_EXERCISE OBJECTIVE_
Write out every record below exactly as it appears.

[Stored dataset items]
========

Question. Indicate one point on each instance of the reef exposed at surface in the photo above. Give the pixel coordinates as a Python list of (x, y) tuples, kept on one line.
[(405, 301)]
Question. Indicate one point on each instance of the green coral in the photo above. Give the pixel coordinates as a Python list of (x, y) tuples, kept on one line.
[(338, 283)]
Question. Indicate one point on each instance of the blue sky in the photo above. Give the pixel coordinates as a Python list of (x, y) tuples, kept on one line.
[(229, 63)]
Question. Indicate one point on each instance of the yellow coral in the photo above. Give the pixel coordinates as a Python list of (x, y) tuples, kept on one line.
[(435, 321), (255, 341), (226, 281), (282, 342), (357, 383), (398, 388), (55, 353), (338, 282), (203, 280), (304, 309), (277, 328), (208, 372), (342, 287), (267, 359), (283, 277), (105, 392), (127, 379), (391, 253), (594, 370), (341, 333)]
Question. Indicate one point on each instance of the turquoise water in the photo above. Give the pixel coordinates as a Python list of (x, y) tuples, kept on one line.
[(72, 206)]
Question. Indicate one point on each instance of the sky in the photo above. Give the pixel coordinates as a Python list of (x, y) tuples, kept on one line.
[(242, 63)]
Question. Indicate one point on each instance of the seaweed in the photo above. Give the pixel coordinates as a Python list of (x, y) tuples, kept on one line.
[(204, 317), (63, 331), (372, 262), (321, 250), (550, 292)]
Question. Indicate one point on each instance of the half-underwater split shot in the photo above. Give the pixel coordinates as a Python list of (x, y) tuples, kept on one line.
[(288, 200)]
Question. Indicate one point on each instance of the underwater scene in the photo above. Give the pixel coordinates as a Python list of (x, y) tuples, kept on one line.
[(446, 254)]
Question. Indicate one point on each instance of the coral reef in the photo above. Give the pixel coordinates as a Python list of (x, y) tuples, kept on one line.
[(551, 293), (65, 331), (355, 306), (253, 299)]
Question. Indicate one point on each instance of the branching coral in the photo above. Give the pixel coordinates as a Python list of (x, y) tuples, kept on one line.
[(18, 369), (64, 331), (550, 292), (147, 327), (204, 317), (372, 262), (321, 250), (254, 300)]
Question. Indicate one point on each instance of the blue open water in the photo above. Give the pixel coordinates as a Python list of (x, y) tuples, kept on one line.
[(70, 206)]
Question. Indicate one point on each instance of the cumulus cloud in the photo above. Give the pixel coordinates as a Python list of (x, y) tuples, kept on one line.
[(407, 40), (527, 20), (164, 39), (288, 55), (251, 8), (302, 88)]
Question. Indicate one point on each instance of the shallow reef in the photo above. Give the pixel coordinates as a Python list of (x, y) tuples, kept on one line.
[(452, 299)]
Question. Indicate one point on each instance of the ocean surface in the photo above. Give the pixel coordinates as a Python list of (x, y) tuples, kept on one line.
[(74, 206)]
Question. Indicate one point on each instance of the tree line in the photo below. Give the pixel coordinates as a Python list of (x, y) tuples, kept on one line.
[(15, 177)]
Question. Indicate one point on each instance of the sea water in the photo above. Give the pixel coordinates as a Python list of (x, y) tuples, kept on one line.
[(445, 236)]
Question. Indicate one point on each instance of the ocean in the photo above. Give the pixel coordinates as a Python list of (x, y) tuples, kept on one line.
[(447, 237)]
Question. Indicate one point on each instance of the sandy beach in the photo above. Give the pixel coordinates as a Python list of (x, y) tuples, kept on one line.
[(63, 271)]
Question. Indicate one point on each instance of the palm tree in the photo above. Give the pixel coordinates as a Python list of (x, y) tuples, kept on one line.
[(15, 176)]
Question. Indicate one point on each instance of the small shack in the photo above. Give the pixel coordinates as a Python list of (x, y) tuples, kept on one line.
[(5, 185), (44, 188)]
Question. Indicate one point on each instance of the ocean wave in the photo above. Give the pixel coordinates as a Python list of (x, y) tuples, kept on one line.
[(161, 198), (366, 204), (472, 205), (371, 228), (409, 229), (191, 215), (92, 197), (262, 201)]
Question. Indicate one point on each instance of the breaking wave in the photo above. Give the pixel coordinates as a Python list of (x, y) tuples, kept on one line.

========

_RESPONSE TO THIS EXERCISE_
Question. Indicate one point on each instance of the reef exposed at surface in the photo above. Give the pixel coordinates as a Python list of (x, y) tuples, kept on one line.
[(405, 301)]
Question. Indicate one point on each instance of the green coral in the photo above. Give the pixel coordinates as a Python list of (x, y) tuples, kept on one line.
[(338, 283)]
Question. Indicate one point on each instance of the blue sky in the photo above. Give the pixel coordinates as a Python list of (x, y) tuples, kept on one line.
[(229, 63)]
Question. Indicate one point on each instance of the yellow coral in the photo above. Give the pixel coordinates as a Python list of (x, y) tuples, kept on one line.
[(435, 321), (255, 341), (226, 281), (282, 342), (357, 383), (398, 388), (55, 353), (338, 282), (203, 280), (304, 309), (277, 328), (208, 372), (342, 287), (267, 359), (283, 277), (105, 392), (127, 379), (391, 253), (594, 370), (341, 333)]
Question. Indicate one point on each instance of the turquoise water in the photo above. Give the pixel coordinates as a Python list of (x, y) tuples, kept on one line.
[(72, 206)]
Question. Indicate one point on each instance of the sky in the photo above. Give the pixel coordinates as a Python list of (x, y) tuples, kept on one line.
[(242, 63)]
Question. Indicate one point on each instance of the seaweed in the photo above. Give the pixel coordinates as a Python list of (x, y) tuples, kept on one line.
[(204, 317), (63, 331), (372, 262), (321, 250), (550, 292)]
Question. Indicate one point on each instance of the half-underwater split shot in the photo above. Give the pixel coordinates as a Python list of (x, y) tuples, kept on one line.
[(288, 200)]
Question. Indicate one point on each instance of the underwater scene in the photo above. Give the pixel coordinates as a Python list of (x, y) tuples, kept on one line.
[(446, 254)]
Question. Indicate one point on each instance of the coral reef in the photo above. Give the pixel coordinates as a Python list of (x, y) tuples, kept on one line.
[(551, 293), (65, 331), (355, 306), (253, 299)]
Question. Indicate one point on each instance of the branching coral in the photo above. Give the pixel coordinates as a Python list of (x, y) tuples, kept on one line.
[(18, 369), (64, 331), (550, 292), (147, 327), (204, 317), (372, 262), (321, 250), (254, 300)]
Question. Indicate one point on each instance of the blue open water in the photo above. Give the pixel coordinates as a Python list of (x, y) tuples, kept on one line.
[(70, 206)]
Question. Indicate one point on each instance of the cumulus cloud in the photo above. Give the pixel coordinates as a Python list of (x, y) tuples, kept on one line.
[(407, 40), (527, 20), (164, 39), (288, 55), (251, 8), (302, 88)]
Question. Indicate one point on each instance of the shallow reef in the photo above. Give the pixel coordinates as a Python list of (x, y) tuples, kept on one line.
[(452, 299)]
Question. Indicate one point on each instance of the ocean surface in the photo above. Give the pixel coordinates as a Python list of (x, y) tuples, kept on one line.
[(74, 206)]
Question. Indicate one point on each instance of the tree line in the photo below. Give the pixel coordinates as a Python list of (x, y) tuples, kept on one line.
[(15, 177)]
Question. Indicate one point on each instance of the sea water in the photo above. Give the pixel coordinates as a Python list of (x, y) tuples, kept on one line.
[(445, 236)]
Question. Indicate one point on each instance of the ocean in the photo above. Give the pixel coordinates as a Python list of (x, y) tuples, kept on one line.
[(447, 237)]
Question. Indicate one point on each instance of the sandy beach in the photo above. Give the pixel coordinates as a Python list of (x, y) tuples, kept on one line.
[(63, 271)]
Question. Indicate one point on each instance of the palm tree in the photo above. Give the pixel coordinates as a Python list of (x, y) tuples, kept on one line.
[(15, 176)]
Question. Indicate one point on each instance of the small shack in the photo above. Give the pixel coordinates as a Python list of (x, y) tuples, kept on one line.
[(5, 185), (44, 188)]
Question. Indicate one point on each instance of the ocean wave in the photo above. Give the pixel coordinates as a Python list of (x, y) tuples, kept on one line.
[(161, 198), (366, 204), (472, 205), (371, 228), (409, 229), (191, 215), (92, 197), (262, 201)]
Question. Indicate one point on each instance of the breaking wave in the photo above. Give the pixel coordinates as a Python list of (x, y) tuples, kept on one line.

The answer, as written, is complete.